Problem to solve
Summarize the text below about Officer Hotz's award in two sentences.

Last week, during a Marion City Council meeting, Hotz was awarded the Lifesaving Award for her part in saving the man.

Marion Police Chief Joseph McHale said the award was given in recognition of Hotz’s ability to respond under pressure and do what needed to be done.

“It’s important to recognize the efforts of our officers,” McHale said. “It reinforces the behavior and the officer’s response, and it’s our way of recognizing that officer for their courage and their ability to respond and act in stressful situations.”

Officer Hotz has been with the police department for about five years, McHale said. She is currently assigned as a patrol officer and was recently assigned as the department’s bomb tech.

“She is energetic and passionate about the work we do,” he said. “She’s a patrol officer now, but I see the potential for leadership in her future. She is dedicated to the agency and the job, and she does a really good job for us.”

For Hotz, Nov. 1 was a culmination of all her training — from the baby sitter CPR class she took as a teenager, to her military training to her training as an officer — all of which came back to her in that moment.

“The most rewarding award is knowing that I was part of this effort to help bring this man back and get him back to his family in time for the holidays,” she said. “As first responders — whether you’re police or fire or EMS or a dispatcher — all of us want to save a life. We all go to these calls, and we see more losses than saves. I’m just grateful this one was a save.”

Available data
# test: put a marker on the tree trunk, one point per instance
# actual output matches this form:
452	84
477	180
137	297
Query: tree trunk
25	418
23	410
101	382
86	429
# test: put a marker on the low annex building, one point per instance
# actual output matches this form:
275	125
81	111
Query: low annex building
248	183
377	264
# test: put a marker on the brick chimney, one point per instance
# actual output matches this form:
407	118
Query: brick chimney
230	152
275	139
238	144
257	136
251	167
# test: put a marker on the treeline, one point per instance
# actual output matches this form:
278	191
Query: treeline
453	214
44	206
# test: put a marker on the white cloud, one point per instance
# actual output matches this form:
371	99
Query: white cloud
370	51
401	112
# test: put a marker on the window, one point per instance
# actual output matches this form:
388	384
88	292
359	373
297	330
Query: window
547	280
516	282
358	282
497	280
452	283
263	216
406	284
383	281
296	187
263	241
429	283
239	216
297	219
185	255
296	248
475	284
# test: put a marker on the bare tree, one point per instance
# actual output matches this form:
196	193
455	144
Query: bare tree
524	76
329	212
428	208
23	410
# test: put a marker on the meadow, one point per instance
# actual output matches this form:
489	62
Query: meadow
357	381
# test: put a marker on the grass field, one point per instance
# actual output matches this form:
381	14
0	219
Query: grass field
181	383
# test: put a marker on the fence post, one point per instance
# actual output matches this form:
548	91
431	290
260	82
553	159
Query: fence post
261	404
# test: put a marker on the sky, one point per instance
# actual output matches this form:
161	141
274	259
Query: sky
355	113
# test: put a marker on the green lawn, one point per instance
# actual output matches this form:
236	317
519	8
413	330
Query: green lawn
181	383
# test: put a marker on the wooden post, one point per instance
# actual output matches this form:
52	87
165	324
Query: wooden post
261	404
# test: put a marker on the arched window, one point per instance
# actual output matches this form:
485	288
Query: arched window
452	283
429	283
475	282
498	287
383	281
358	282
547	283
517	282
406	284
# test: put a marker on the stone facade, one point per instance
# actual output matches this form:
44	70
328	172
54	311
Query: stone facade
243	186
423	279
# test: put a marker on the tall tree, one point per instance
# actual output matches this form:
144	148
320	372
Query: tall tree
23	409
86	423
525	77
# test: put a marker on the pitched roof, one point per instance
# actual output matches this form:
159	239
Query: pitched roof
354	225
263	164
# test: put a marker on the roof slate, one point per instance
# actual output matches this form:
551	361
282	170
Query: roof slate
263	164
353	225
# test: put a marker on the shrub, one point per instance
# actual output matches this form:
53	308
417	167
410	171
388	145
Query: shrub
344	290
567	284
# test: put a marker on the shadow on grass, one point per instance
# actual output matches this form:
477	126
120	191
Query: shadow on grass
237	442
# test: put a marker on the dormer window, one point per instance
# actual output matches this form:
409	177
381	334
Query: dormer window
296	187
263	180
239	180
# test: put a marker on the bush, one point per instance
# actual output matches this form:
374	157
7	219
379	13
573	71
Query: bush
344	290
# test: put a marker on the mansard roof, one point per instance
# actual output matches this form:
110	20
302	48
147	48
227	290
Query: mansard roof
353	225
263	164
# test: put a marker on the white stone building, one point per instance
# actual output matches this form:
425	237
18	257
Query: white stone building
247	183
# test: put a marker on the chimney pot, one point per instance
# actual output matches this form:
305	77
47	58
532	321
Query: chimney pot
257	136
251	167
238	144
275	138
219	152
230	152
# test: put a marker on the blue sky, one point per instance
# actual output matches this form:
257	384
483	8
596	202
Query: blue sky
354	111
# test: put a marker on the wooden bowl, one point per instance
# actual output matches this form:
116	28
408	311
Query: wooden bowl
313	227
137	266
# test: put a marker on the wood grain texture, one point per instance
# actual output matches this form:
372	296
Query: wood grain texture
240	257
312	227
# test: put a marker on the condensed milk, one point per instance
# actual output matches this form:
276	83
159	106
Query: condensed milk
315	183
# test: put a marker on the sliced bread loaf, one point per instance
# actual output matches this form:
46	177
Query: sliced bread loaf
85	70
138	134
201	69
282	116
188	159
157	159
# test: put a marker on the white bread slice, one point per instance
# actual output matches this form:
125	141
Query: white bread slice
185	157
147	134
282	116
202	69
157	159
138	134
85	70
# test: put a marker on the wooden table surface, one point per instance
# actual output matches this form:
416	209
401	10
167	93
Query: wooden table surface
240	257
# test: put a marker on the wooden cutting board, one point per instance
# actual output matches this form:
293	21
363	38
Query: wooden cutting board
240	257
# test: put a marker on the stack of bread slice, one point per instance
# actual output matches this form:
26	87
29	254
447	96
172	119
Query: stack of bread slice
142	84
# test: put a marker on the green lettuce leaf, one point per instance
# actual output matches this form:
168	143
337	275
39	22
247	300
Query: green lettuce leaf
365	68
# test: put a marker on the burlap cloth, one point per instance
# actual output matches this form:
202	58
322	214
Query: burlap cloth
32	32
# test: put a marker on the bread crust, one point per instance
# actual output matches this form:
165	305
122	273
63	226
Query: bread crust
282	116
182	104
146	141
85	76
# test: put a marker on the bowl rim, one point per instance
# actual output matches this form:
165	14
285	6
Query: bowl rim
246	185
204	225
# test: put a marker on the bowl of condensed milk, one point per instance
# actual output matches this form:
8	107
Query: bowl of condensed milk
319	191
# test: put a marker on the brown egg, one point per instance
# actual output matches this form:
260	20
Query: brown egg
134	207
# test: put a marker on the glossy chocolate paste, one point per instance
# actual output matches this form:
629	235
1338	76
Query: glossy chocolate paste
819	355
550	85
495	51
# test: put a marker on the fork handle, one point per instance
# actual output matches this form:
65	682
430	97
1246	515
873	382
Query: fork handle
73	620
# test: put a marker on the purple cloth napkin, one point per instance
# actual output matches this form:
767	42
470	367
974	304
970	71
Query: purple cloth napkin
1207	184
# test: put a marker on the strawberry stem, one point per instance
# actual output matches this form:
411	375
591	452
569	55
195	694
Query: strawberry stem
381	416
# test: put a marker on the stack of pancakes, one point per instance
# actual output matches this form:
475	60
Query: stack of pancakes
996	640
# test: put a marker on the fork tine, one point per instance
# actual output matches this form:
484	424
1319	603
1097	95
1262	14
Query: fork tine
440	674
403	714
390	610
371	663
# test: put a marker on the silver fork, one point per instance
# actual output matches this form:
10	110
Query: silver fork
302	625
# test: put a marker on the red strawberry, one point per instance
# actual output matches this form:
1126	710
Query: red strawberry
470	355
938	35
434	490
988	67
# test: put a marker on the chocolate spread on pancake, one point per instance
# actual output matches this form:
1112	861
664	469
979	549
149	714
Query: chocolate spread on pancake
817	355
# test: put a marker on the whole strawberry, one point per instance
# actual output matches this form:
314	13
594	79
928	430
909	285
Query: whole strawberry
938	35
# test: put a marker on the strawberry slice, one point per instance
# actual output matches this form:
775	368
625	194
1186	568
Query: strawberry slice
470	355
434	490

Expected answer
At a Marion City Council meeting, Officer Hotz received the Lifesaving Award for her part in saving a man, which Police Chief Joseph McHale said recognized her ability to respond under pressure. McHale described her as an energetic, dedicated patrol officer and recently assigned bomb tech with about five years in the department, and Hotz said the most rewarding part was helping get the man back to his family in time for the holidays.